Records
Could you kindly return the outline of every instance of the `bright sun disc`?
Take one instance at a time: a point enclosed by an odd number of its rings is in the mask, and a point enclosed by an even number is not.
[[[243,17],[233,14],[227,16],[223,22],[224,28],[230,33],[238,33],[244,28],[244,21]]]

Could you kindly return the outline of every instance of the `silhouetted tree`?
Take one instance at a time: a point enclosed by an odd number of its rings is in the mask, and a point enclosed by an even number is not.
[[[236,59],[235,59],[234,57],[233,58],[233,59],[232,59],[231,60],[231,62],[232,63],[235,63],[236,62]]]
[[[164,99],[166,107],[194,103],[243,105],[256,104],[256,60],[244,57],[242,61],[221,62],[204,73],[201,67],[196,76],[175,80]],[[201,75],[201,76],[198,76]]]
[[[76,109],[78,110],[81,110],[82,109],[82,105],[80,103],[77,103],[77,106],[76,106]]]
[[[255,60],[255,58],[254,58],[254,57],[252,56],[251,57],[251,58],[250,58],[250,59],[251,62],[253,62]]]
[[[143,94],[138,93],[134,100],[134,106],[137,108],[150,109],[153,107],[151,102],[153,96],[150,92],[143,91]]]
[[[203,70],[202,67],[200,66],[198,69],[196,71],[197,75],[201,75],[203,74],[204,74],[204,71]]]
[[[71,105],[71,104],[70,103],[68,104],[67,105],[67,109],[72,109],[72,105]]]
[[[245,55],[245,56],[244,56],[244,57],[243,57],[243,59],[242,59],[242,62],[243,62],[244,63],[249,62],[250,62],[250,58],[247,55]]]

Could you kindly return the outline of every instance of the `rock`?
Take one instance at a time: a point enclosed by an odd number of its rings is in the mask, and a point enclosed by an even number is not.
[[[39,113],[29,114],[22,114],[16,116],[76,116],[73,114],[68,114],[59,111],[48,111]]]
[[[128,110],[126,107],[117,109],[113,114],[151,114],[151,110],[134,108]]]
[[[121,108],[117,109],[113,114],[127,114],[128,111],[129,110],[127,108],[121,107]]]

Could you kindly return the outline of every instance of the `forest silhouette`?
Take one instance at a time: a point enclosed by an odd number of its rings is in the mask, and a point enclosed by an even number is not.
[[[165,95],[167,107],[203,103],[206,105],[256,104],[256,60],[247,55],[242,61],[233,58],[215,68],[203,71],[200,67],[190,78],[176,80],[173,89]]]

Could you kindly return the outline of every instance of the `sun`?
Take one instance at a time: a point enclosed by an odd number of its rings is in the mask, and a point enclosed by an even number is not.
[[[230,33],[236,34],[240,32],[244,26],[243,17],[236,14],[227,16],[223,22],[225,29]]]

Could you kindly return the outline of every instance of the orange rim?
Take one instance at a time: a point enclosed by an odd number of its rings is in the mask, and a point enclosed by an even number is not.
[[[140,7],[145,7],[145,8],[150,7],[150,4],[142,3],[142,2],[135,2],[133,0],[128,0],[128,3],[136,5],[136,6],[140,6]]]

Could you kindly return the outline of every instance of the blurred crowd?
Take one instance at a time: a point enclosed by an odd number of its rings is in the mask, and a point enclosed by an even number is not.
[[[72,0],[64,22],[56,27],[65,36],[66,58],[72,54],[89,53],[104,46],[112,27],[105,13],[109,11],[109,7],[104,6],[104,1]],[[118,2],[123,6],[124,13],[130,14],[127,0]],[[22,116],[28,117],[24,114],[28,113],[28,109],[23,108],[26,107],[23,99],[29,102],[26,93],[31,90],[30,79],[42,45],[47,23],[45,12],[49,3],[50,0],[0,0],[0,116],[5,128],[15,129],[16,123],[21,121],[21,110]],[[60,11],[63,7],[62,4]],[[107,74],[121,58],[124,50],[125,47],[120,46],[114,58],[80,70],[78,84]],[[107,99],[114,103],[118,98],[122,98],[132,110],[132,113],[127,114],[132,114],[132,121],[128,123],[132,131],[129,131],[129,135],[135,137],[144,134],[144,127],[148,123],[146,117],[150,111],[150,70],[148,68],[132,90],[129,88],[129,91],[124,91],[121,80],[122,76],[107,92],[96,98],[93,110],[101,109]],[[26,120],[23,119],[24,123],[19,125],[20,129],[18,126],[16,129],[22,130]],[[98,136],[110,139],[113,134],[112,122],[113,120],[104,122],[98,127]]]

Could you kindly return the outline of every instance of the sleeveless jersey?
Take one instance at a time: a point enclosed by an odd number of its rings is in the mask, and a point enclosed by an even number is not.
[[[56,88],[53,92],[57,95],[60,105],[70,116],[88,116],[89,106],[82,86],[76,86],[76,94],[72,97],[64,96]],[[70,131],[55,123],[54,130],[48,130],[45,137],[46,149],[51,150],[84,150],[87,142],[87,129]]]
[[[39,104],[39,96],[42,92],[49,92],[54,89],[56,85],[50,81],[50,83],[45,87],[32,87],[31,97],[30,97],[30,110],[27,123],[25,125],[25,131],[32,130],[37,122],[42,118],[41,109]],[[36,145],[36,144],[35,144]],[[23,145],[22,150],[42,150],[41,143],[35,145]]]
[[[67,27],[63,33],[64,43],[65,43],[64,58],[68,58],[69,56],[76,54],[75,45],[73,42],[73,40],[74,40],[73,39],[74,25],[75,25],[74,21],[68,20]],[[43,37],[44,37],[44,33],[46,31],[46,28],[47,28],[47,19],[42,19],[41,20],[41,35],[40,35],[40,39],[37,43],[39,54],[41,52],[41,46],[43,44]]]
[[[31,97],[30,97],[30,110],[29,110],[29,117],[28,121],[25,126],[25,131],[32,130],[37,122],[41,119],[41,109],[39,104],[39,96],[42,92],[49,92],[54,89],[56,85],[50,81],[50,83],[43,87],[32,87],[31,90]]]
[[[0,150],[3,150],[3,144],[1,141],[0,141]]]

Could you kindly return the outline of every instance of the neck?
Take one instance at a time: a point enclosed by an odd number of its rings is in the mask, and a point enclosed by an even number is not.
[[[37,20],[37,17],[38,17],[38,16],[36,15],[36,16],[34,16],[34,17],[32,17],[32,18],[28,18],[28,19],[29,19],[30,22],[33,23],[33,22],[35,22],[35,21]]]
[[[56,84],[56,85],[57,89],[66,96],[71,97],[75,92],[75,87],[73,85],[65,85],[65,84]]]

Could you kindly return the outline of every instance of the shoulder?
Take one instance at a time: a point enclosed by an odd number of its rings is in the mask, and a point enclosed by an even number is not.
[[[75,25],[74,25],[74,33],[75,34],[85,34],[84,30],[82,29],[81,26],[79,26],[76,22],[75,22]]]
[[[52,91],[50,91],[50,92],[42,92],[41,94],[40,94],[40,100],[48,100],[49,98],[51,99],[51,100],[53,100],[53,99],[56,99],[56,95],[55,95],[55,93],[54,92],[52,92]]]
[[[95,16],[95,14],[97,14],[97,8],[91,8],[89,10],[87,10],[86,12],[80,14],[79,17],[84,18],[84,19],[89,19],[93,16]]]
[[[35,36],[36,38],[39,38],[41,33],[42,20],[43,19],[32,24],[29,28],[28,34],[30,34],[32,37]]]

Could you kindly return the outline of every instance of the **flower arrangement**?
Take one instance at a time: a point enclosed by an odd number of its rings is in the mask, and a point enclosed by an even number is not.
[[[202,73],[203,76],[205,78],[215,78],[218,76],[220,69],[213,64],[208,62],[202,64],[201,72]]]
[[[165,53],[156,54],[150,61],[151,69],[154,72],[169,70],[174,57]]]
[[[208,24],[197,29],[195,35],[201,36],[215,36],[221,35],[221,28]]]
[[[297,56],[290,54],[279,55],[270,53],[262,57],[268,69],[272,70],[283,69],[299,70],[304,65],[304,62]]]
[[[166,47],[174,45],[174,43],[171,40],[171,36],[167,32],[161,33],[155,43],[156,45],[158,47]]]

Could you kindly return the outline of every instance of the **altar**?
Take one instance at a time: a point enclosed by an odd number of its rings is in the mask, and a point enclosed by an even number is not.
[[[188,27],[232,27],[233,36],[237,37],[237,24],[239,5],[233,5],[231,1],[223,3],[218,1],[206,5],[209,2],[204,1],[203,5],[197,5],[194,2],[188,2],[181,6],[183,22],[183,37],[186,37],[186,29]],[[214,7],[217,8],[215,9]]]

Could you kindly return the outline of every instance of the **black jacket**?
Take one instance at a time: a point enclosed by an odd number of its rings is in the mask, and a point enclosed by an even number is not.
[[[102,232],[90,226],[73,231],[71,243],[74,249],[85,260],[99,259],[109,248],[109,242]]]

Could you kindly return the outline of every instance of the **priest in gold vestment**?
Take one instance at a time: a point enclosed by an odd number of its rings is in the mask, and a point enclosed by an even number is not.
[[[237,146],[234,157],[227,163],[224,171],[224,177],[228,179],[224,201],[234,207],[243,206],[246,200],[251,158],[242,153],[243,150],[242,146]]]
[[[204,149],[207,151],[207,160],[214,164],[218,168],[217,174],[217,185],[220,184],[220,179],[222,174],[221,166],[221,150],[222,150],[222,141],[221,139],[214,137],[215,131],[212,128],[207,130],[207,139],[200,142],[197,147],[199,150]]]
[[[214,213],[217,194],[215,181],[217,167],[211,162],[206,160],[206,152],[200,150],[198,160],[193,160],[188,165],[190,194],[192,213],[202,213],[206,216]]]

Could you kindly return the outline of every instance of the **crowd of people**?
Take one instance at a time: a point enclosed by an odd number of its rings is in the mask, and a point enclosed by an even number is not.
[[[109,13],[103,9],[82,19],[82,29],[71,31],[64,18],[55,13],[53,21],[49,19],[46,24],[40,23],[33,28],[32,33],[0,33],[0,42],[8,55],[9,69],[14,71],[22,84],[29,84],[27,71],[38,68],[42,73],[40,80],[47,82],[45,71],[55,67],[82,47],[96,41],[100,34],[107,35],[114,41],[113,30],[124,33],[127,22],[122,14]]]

Task requirements
Please give only the number of lines above that contain the word "crowd".

The solution
2